*Raw records*:
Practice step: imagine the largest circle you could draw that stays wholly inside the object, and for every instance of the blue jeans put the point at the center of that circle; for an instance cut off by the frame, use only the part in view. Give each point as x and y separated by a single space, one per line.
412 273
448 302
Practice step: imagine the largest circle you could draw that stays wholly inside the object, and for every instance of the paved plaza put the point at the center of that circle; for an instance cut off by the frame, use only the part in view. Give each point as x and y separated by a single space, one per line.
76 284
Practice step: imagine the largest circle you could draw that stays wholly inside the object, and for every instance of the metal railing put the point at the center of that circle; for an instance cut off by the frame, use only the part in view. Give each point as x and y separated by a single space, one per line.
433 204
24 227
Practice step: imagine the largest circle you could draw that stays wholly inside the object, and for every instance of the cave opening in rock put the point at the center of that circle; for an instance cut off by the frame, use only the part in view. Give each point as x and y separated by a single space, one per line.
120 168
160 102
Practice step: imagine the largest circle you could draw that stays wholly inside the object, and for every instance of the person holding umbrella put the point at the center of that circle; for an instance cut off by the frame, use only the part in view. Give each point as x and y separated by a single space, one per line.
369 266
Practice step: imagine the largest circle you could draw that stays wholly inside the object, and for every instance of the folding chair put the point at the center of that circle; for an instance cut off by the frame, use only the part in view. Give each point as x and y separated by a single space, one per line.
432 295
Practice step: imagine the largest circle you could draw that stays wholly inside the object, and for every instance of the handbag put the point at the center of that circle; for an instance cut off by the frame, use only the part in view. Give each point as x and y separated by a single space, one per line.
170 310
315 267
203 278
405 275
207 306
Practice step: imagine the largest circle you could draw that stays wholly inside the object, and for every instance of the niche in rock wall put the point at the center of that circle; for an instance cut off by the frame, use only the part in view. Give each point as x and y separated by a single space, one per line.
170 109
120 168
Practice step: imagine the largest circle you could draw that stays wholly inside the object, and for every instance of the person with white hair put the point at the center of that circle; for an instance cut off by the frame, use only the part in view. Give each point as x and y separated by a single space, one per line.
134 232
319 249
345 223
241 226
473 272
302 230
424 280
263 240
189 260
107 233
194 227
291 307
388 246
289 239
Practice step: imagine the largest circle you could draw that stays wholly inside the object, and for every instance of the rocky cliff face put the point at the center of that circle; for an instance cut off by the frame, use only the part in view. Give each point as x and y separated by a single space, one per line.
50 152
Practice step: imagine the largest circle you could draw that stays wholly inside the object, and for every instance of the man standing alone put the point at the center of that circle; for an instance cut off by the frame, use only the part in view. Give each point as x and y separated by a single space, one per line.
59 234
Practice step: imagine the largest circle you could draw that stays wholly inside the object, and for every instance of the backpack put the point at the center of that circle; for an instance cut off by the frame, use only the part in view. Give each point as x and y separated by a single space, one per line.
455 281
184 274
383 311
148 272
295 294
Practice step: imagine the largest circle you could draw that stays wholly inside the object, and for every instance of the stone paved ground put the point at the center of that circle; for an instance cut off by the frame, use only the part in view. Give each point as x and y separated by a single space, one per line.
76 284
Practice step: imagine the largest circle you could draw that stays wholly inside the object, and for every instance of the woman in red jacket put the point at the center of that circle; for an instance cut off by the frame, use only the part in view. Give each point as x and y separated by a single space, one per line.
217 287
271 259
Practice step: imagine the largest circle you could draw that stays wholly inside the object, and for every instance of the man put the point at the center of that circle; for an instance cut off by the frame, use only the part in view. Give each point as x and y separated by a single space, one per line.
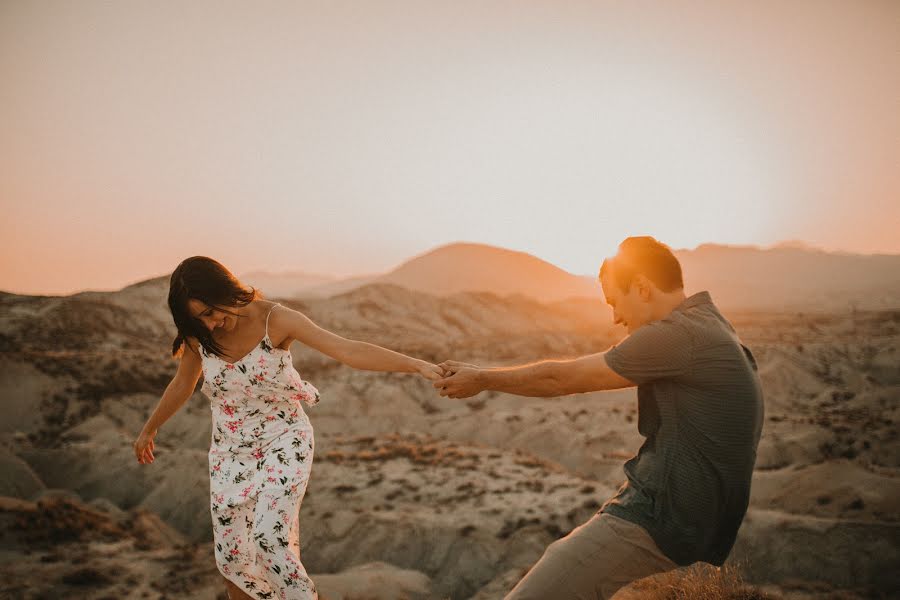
699 407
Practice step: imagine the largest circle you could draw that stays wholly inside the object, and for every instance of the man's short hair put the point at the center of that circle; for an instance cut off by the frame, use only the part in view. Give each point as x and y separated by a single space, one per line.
647 256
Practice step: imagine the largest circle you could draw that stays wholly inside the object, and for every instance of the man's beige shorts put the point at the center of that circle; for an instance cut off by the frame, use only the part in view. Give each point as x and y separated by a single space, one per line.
592 562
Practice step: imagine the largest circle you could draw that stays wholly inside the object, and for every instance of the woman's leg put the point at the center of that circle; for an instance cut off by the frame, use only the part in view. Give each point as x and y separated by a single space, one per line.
235 551
234 592
277 536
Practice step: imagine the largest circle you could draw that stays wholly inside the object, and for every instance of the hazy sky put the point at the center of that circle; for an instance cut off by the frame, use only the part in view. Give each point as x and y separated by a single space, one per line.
345 137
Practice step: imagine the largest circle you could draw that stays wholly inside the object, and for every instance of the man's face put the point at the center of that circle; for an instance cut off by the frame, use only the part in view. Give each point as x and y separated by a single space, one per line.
629 309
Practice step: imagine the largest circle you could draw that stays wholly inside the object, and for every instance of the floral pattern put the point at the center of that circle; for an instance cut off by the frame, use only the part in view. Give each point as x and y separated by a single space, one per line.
260 459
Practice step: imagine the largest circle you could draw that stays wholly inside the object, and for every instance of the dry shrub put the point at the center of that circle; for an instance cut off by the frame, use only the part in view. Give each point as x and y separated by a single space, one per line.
700 582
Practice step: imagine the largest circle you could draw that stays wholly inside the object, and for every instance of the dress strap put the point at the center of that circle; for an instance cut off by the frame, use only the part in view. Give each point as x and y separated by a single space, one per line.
269 315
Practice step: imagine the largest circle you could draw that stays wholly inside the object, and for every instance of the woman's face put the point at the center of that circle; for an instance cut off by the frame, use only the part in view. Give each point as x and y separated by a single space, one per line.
211 317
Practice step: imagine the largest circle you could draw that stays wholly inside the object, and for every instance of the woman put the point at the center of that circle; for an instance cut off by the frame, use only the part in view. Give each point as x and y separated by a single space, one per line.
262 442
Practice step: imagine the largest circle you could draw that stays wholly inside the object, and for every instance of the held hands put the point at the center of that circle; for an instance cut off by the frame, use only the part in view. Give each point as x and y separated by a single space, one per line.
428 370
460 380
143 447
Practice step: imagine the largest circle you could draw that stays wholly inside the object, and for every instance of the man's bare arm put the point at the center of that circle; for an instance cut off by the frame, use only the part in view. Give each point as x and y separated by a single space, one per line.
542 379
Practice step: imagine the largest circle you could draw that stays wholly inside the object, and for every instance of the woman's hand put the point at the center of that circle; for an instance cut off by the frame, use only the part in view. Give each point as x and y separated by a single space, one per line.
143 447
450 367
428 370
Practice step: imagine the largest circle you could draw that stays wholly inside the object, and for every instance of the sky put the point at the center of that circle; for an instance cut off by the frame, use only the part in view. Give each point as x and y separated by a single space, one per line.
343 138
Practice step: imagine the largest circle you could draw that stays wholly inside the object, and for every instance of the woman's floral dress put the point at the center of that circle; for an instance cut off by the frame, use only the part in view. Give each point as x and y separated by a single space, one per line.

*What you will do*: Rewrite every entry above with "largest circle" swapped for "biggest circle" and everything else kept the same, and leave the pictures out of your answer.

*Exercise answer*:
Practice step: imagine the biggest circle you could draw that stays wholly inside the object, and for every instance of the blue jeans put the point at the center of that circle; for an instance cut off by the frame, use only the part in view. Give each point as x and y separated by a single space, one per line.
412 273
448 302
Practice step: imagine the biggest circle you could draw that stays wholly inside the object, and for every instance of the paved plaza put the point at the center of that circle; for an instance cut off by the frame, use only the part in view. Give each point as x and y separated by a single space, one per line.
76 284
Practice step: imagine the biggest circle you could draw that stays wholly inside the object, and for every instance of the metal railing put the point at the center of that circle; for an instance cut off by the frame, use only the part in view. Give each point as x and y separated by a single space, one per line.
433 204
24 227
Practice step: imagine the biggest circle you could draw that stays wholly inside the object, and for every instance of the cave opening in rock put the point at the center of that circle; for an instance cut off by the frame, use only the part in view. Give each point as x and y separated by a single space, one per line.
120 168
160 102
Practice step: imagine the biggest circle you could draw that stays wholly inside the object, and for every instance of the person holding umbrella put the point at the center of that circle; for an instance cut off by the frame, use only the part in view. Give each point as x and y separated by a single space, one per line.
369 266
Practice step: imagine the biggest circle you could draw that stays wholly inside the object, and for every instance of the folding chair put the point at the center of that circle; for an instance cut off by the frame, use only the part in view. Give each point as x and y separated by a single space, one per line.
432 295
Practice step: imagine the biggest circle you could draw that stays wholly inside the object, and for every instance of the handbag put the point at the center of that circle; for an instance cut off by the frame, use only the part in view. Give each point as x and y separated by a single space, one per line.
170 310
315 267
203 278
405 275
207 306
Practice step: imagine the biggest circle you could draw that stays wholly inside the object, and for every instance of the niche in rock wall put the point at the center of that circle; for an instance cut off by the frame, use only the part in view. Give each point as x and y separated by a single space, one per line.
170 109
120 168
Practice step: imagine the biggest circle you could draw that stays wholly inside the object, and for every instance of the person with white hair put the point at the center of that circle; for an instance cut off by the frame, use only the part in view. Give each point as x and y separated by a single space, one per line.
134 232
319 249
345 223
241 226
473 272
302 230
424 280
263 240
189 260
107 233
194 227
291 307
388 246
289 239
Practice step: imagine the biggest circle you could draw that stays wholly inside the object, and for every instance of the rocky cliff face put the point at the center of that circle; for an instance cut off by the frame, use only the part in view. Give each point as x and y separated by a single space, one per line.
50 152
Practice step: imagine the biggest circle you could draw that stays wholly inside the object, and for every instance of the man standing alone put the point at the center of that circle; for an instance cut off by the frame, use only the part in view. Give each point as x and y separated by a single space, one per line.
59 234
Practice step: imagine the biggest circle you could draw that stays wholly inside the object, and for every instance of the backpack put the point at the center of that circle; for an instance cut off by the frame, use only the part in view. Give each point as x and y separated by a single space, one per line.
455 281
184 274
383 311
148 272
295 294
Practice step: imagine the biggest circle you could draw that stays wholly inside the object, and for every instance of the stone paved ground put the point at the center of that circle; for an instance cut off by the frame, use only the part in view. Give each point as x and y separated by a single space, one per line.
76 284
Practice step: imagine the biggest circle you could draw that stays wholly inside the object, and for every instance of the woman in red jacket put the point at the center of that circle; for an instance cut off by the frame, use only the part in view. Give each point as x and y separated by a single space, one per line.
217 287
271 259
Practice step: imagine the biggest circle you could draw that stays wholly inside the object, and for every instance of the man put the point at the center of that circle; for an instance cut off by the frame, use only the part in view. Give each point as x and y separated by a single space, one per line.
699 407
Practice step: imagine the biggest circle you could draw that stays wholly inside the object, and for every instance of the man's short hair put the point at the center of that circle; for an instance cut off by the frame, use only the part in view. Give each point as x and y separated by a single space, one per line.
647 256
Practice step: imagine the biggest circle you could draw that stays wholly inside the object, and for every instance of the man's beige shorts put the point at the center of that circle; for an instance cut off by the frame, use only the part in view. Give each point as x and y separated by a single space, one per line.
592 562
Practice step: imagine the biggest circle you could draw that stays wholly inside the object, and for every instance of the woman's leg put the point at the center of that circle; for an instance cut off by the frame, use only the part in view. Give each point as x and y separated by a single space, one per line.
235 551
234 592
277 536
Practice step: imagine the biggest circle you could draw that stays wholly inside the object, and for every instance of the hazy sky put the point at the center of that circle; for an instance cut off by the frame, use only the part in view. Give each point as x and y separated by a single space, one per line.
345 137
Practice step: imagine the biggest circle you could draw that stays wholly inside the object, and for every instance of the man's face put the point at the center of that circle; for an instance cut off by the frame, use only the part in view. Give each point as x and y separated by a single space, one per line.
629 309
Practice step: imagine the biggest circle you could draw that stays wholly inside the object, and for every instance of the floral pattern put the point at the center of that circle; for an instance cut off by the frame, use only the part in view. Give each point as x and y separated by a single space, one per line.
260 459
Practice step: imagine the biggest circle you could draw that stays wholly inside the object, and for every instance of the dry shrub put the point at the center of that circle; for an instance cut off by the frame, use only the part in view. Give each point as x and y separated by a single space, one per line.
700 582
Practice step: imagine the biggest circle you could draw that stays wholly inside the object, and for every instance of the dress strap put the point at the center of that circle; for an instance cut off by the frame, use only the part in view. Give each point as x and y separated by a single space, one per line.
269 315
Practice step: imagine the biggest circle you could draw that stays wholly inside the object, and for every instance of the woman's face put the point at the center of that circle; for an instance cut off by the frame, use only the part in view. Give each point as x and y separated by a single space, one per line.
211 317
Practice step: imagine the biggest circle you could draw that stays wholly inside the object, and for every instance of the woman put the point at the center of that circle; for an instance cut off by the frame, use only the part in view. Give each point as x and y separated by a single space, one per line.
262 442
Practice step: imagine the biggest circle you could draw that stays wholly inside the object, and for every instance of the held hands put the point at the center of that circle; for an instance cut off by the frame, use only the part in view. Give each point as x and y separated by a single space, one per line.
428 370
460 380
143 447
Practice step: imagine the biggest circle you could draw that stays wholly inside the object, and for every instance of the man's bare arm put the point at the center of that circle; for an instance cut off by the frame, use only the part in view. Give each point as x and y separated by a single space, one per line.
542 379
Practice step: imagine the biggest circle you could draw that stays wholly inside the object, and for every instance of the woman's hand put the point at the center of that circle; for an instance cut off by the frame, use only the part in view. Give each point as x and y separated by a single space, one per line.
143 447
450 367
428 370
Practice step: imagine the biggest circle you could draw that stays wholly inside the object, and for every instance of the sky put the point at the center of that circle; for an instance cut off by the frame, use only the part in view. Give each point as x and y separated by a single space, one per line.
343 138
Practice step: imagine the biggest circle you could draw that stays wholly inside the object, and for every instance of the woman's floral dress put the point at the center of that circle; for an instance cut off by the frame, use only the part in view. Give each point as x and y separated by a single space, one per line.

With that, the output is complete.